- _PROMPT_: Word for word, retype the first line of the records and every following line through the one containing "positive clicks: (422, 14)".

** Opening AVAILABLE RECORDS block **

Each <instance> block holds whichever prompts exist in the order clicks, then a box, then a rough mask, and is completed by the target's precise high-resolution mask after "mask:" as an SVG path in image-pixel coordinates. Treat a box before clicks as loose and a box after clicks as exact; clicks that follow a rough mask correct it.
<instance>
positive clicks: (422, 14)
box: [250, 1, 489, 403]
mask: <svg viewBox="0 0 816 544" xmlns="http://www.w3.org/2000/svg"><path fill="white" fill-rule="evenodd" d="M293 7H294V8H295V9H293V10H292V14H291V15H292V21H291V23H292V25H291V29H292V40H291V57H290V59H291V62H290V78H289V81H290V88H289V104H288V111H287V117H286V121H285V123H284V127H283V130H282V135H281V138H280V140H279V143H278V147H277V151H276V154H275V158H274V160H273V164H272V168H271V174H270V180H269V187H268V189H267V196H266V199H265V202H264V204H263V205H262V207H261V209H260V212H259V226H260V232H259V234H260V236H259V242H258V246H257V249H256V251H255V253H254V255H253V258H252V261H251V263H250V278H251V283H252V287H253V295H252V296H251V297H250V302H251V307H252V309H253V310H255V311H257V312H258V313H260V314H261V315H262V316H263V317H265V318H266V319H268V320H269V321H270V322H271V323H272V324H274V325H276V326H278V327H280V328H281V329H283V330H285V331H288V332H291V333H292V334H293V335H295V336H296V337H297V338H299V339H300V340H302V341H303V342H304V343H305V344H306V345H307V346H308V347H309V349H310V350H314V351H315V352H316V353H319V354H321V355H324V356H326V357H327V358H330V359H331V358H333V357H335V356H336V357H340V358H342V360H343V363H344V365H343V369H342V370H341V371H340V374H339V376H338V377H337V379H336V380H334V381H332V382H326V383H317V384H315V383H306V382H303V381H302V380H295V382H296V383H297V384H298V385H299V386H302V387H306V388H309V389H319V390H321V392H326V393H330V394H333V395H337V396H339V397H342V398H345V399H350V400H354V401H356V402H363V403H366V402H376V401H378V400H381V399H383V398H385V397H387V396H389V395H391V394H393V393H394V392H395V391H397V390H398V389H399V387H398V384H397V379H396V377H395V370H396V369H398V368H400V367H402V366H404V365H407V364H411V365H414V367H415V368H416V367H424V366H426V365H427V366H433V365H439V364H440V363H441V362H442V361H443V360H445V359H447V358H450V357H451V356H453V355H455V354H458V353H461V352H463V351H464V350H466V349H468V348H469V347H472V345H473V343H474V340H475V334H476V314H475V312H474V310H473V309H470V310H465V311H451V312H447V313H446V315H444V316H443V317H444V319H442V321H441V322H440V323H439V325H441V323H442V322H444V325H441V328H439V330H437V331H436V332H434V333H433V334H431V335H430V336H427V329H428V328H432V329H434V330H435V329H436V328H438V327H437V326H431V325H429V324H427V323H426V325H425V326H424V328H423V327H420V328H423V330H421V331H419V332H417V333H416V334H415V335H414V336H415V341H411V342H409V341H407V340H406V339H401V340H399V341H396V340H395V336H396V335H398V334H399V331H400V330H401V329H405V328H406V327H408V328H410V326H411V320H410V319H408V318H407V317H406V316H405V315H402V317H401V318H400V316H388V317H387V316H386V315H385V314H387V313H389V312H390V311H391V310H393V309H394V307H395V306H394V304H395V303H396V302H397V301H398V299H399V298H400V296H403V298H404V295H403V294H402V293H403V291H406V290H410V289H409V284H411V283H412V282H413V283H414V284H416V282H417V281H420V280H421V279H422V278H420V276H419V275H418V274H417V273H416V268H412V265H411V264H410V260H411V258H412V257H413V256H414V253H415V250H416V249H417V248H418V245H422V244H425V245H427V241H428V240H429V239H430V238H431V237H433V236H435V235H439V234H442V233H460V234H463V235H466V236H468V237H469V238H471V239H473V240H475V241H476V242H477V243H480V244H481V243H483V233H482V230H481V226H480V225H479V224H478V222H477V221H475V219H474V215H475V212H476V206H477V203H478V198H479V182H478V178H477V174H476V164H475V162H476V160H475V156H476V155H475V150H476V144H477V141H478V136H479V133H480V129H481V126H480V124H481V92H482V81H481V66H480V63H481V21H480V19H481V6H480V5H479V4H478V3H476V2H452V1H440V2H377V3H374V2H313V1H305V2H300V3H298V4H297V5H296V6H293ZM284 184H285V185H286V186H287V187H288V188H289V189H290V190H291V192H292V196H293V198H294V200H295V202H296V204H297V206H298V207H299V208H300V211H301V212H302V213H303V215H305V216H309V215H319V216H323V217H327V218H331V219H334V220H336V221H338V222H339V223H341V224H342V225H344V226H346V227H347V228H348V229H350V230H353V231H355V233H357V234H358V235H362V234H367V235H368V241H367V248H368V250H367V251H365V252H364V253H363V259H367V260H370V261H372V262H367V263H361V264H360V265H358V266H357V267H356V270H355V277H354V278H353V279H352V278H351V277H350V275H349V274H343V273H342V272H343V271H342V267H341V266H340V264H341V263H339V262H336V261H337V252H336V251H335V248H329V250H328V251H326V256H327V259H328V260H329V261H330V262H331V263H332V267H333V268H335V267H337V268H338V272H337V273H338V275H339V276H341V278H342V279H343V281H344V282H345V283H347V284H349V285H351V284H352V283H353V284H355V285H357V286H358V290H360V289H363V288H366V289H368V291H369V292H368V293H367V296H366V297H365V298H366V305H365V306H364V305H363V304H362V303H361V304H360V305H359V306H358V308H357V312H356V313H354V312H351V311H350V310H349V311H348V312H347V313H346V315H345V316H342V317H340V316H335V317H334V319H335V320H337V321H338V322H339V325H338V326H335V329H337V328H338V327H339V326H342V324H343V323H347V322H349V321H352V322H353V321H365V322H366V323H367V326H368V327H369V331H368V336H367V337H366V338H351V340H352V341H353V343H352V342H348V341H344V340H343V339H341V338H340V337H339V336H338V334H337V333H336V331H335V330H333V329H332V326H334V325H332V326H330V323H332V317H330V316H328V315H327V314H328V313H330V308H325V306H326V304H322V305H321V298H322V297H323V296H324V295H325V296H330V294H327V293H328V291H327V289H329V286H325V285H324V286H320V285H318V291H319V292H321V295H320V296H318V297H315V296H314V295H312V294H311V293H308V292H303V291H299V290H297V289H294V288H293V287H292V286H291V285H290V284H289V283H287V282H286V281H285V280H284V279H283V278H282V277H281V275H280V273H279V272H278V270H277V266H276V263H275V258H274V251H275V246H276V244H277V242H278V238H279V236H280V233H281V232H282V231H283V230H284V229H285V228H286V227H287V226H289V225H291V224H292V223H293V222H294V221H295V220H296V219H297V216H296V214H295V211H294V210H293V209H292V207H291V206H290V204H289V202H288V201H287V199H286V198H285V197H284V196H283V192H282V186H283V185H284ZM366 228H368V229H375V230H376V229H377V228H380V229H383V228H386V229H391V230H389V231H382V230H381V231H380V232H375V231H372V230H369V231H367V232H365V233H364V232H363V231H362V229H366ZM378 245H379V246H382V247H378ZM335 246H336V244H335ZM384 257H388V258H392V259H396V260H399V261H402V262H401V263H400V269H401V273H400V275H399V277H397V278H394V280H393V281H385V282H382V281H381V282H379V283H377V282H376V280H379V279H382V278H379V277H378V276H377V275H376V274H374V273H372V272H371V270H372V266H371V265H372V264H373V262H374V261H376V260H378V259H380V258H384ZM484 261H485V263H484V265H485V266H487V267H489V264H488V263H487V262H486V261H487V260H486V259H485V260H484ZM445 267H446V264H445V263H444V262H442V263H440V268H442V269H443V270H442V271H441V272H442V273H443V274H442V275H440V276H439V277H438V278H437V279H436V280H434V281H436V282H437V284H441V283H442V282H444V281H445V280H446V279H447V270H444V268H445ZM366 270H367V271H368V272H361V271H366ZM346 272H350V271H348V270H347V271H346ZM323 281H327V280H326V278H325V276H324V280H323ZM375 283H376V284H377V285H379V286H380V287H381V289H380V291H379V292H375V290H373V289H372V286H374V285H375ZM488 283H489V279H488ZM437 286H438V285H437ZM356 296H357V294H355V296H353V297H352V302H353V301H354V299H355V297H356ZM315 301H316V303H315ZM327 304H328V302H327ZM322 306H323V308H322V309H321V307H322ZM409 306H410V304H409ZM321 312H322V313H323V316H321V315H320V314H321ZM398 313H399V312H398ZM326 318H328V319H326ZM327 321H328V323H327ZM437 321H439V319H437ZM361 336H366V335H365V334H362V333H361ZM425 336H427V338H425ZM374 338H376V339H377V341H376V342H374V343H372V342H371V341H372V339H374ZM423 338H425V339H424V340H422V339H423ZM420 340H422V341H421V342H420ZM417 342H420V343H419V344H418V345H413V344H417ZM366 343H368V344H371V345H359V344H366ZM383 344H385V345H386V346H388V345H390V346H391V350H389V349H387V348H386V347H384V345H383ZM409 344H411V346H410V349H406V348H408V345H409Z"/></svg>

** Closing AVAILABLE RECORDS block **

- _EXERCISE RESULT_:
Each <instance> block holds whichever prompts exist in the order clicks, then a box, then a rough mask, and is completed by the target's precise high-resolution mask after "mask:" as an SVG path in image-pixel coordinates. Treat a box before clicks as loose and a box after clicks as exact; clicks that follow a rough mask correct it.
<instance>
positive clicks: (422, 14)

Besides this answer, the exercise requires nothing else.